Text excerpt:
• • • • •
Trapa bicornis

Water caltrop

The water caltrop or water chestnut is either of two species of the genus Trapa--Trapa natans and Trapa bicornis. Both species are floating annual aquatic plants, growing in slow-moving water up to 5 meters deep, native to warm temperate parts of Eurasia and Africa. They bear ornately shaped fruits that resemble the head of a bull, each containing a single very large starchy seed. It has been cultivated in China for at least 3,000 years for these seeds, which are boiled and sold as an occasional streetside snack in the south of that country.


The generic name Trapa is derived from the Latin word for "thistle," calcitrappa, as is the name caltrop. Caltrop also refers to a small iron weapon used in medieval times, with four points, designed to pierce the hooves of enemy cavalry horses. A similar device was used during World War II to destroy the truck tires of enemy convoys.
• • • • •
Data provided:
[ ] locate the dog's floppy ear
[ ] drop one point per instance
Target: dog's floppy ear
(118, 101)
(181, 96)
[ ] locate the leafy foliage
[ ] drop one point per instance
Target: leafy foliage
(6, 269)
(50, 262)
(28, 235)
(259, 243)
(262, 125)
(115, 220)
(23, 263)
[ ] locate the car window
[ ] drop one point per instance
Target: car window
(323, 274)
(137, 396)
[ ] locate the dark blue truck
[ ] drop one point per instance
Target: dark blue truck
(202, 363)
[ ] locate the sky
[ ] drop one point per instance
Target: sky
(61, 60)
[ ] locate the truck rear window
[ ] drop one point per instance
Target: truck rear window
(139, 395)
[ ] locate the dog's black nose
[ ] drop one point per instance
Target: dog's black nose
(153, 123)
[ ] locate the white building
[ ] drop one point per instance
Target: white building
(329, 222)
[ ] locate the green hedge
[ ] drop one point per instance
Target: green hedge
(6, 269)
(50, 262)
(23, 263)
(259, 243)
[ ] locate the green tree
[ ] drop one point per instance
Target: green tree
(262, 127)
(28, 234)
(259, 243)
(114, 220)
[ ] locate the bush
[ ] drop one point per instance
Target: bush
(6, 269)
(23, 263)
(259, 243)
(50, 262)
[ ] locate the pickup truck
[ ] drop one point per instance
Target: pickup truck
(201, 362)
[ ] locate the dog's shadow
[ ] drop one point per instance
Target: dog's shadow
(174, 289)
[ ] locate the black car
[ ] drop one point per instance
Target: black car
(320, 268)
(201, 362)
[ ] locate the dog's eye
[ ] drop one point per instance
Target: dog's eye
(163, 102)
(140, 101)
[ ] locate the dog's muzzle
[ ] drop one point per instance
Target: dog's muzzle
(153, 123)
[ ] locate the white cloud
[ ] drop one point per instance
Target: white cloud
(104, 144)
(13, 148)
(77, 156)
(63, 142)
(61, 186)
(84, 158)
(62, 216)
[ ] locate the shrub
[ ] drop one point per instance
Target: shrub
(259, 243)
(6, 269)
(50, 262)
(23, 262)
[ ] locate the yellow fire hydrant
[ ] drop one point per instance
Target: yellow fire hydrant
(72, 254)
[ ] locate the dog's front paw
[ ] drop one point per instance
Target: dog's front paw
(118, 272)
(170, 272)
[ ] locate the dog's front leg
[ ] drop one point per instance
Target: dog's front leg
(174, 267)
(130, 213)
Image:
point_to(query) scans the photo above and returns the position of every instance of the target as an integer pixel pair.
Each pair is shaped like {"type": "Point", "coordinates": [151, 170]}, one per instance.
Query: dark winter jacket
• • • • •
What you will do:
1/ In the water caltrop text, for how long has the plant been cultivated in China?
2/ For each statement, say yes or no depending on whether it agrees with the water caltrop text, and quote the deciding words.
(a) Both species are floating annual aquatic plants.
(b) Each fruit holds several small seeds.
(c) The name Trapa comes from a Greek word.

Expected results:
1/ For at least 3,000 years.

2/
(a) Yes: "Both species are floating annual aquatic plants"
(b) No: "each containing a single very large starchy seed"
(c) No: "derived from the Latin word for"